Records from an annotation dataset:
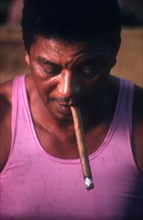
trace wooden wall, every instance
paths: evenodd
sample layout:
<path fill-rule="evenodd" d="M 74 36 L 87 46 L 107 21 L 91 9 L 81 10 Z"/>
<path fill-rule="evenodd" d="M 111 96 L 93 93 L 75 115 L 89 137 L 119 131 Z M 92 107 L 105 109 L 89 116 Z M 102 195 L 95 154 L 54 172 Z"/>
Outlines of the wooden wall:
<path fill-rule="evenodd" d="M 0 28 L 0 81 L 28 73 L 19 26 Z M 123 29 L 122 43 L 113 75 L 133 81 L 143 87 L 143 28 Z"/>

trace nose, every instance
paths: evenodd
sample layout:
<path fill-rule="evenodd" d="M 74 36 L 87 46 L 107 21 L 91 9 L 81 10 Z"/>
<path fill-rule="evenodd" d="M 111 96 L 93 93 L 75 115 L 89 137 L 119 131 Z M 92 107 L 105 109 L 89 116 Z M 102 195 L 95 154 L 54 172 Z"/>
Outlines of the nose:
<path fill-rule="evenodd" d="M 71 100 L 79 92 L 79 90 L 80 85 L 74 73 L 68 70 L 63 70 L 58 84 L 60 97 Z"/>

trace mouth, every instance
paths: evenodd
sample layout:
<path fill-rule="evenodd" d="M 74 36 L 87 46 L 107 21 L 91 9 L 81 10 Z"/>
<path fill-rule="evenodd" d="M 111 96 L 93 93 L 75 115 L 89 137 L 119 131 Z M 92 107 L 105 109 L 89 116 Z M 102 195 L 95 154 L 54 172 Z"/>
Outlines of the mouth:
<path fill-rule="evenodd" d="M 59 111 L 65 116 L 72 116 L 70 105 L 65 103 L 58 103 Z"/>

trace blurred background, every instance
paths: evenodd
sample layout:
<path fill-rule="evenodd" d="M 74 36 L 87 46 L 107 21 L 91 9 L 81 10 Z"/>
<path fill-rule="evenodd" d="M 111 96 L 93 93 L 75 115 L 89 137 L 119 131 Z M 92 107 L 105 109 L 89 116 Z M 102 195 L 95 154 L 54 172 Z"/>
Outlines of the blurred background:
<path fill-rule="evenodd" d="M 111 74 L 143 87 L 143 0 L 118 2 L 122 15 L 122 43 Z M 20 27 L 22 7 L 22 0 L 0 1 L 0 83 L 29 73 Z"/>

Work to do |
Copy every one of the records above word for word, omitting the pictures.

Worked answer |
trace wooden wall, every instance
paths: evenodd
sample layout:
<path fill-rule="evenodd" d="M 74 36 L 87 46 L 107 21 L 91 9 L 81 10 Z"/>
<path fill-rule="evenodd" d="M 111 96 L 93 93 L 75 115 L 89 137 L 119 131 Z M 92 107 L 105 109 L 89 116 Z M 102 195 L 95 154 L 54 172 Z"/>
Outlines of the wooden wall:
<path fill-rule="evenodd" d="M 0 28 L 0 81 L 28 73 L 19 26 Z M 123 29 L 122 43 L 113 75 L 133 81 L 143 87 L 143 28 Z"/>

trace nose, every instance
paths: evenodd
sample layout:
<path fill-rule="evenodd" d="M 74 36 L 87 46 L 107 21 L 91 9 L 81 10 Z"/>
<path fill-rule="evenodd" d="M 111 96 L 93 93 L 75 115 L 89 137 L 119 131 Z M 92 107 L 105 109 L 89 116 Z M 102 195 L 95 154 L 54 172 Z"/>
Outlines of the nose:
<path fill-rule="evenodd" d="M 71 100 L 79 92 L 79 90 L 80 85 L 74 73 L 68 70 L 63 70 L 58 84 L 60 97 Z"/>

trace mouth, every instance
paths: evenodd
sample layout:
<path fill-rule="evenodd" d="M 74 36 L 87 46 L 107 21 L 91 9 L 81 10 Z"/>
<path fill-rule="evenodd" d="M 111 96 L 93 93 L 75 115 L 89 137 L 119 131 Z M 92 107 L 105 109 L 89 116 Z M 102 195 L 95 154 L 54 172 Z"/>
Outlines of the mouth:
<path fill-rule="evenodd" d="M 59 111 L 65 116 L 72 116 L 70 105 L 65 103 L 58 103 Z"/>

trace blurred background, every instance
paths: evenodd
sample layout:
<path fill-rule="evenodd" d="M 74 36 L 87 46 L 107 21 L 91 9 L 81 10 Z"/>
<path fill-rule="evenodd" d="M 111 96 L 93 93 L 75 115 L 89 137 L 119 131 Z M 92 107 L 105 109 L 89 116 Z M 102 195 L 95 154 L 54 172 Z"/>
Outlines of the blurred background:
<path fill-rule="evenodd" d="M 111 74 L 143 87 L 143 0 L 118 2 L 122 15 L 122 43 Z M 20 27 L 22 7 L 22 0 L 0 1 L 0 83 L 29 73 Z"/>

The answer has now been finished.